• Article:
------------------------------------
Franck, ferrailleur, et Meriem ont cinq enfants, un sixième en route, et de sérieux problèmes d’argent. Julien et Anna sont avocats et n’arrivent pas à avoir d’enfant. C’est l’histoire d’un impensable arrangement.
Comment avez-vous découvert le roman d’Alain Jaspard, Pleurer des rivières, et pourquoi cette histoire qui traite du désir puissant de maternité vous a-t-elle touché ?
J’ai perdu ma mère à l’âge de six ans et mon père s’est remarié avec une femme qui m’a adopté devant la loi. Cette femme est devenue ma deuxième mère. J’ai donc grandi avec une double figure maternelle. L’histoire de ces deux femmes réunies autour d’un seul et même enfant m’a donc intrigué. En refermant le roman, j’étais très ému par les trajectoires de Meriem et Anna. La filiation, la maternité, l’abandon, sont des thématiques auxquelles je suis de fait très sensible. Les deux courts-métrages que j’ai réalisés lors de mes études à l’INSAS les abordaient déjà. Angelika était un portrait documentaire d’une enfant de l’assistance publique polonaise et Les Yeux fermés une fiction sur un jeune apnéiste qui accompagne sa mère mourante.
------------------------------------
• Consigne: D'après l'article, de quoi le court-métrage Angelika fait-il le portrait ?

• Données:
------------------------------------
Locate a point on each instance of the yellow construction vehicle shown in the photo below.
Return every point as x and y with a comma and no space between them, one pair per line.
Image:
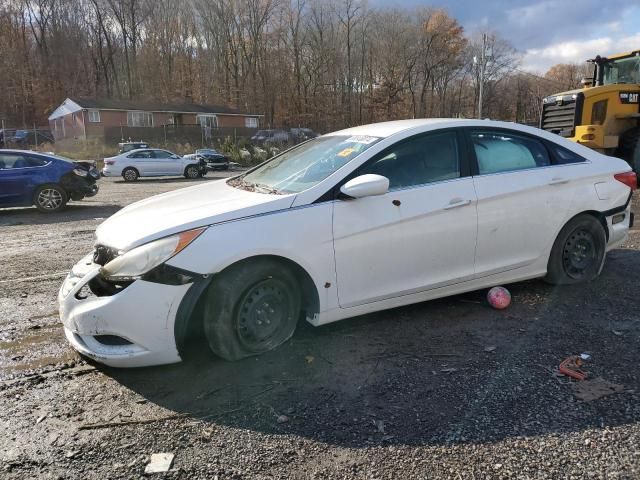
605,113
------------------------------------
• Réponse attendue: Il fait le portrait documentaire d'une enfant de l'assistance publique polonaise.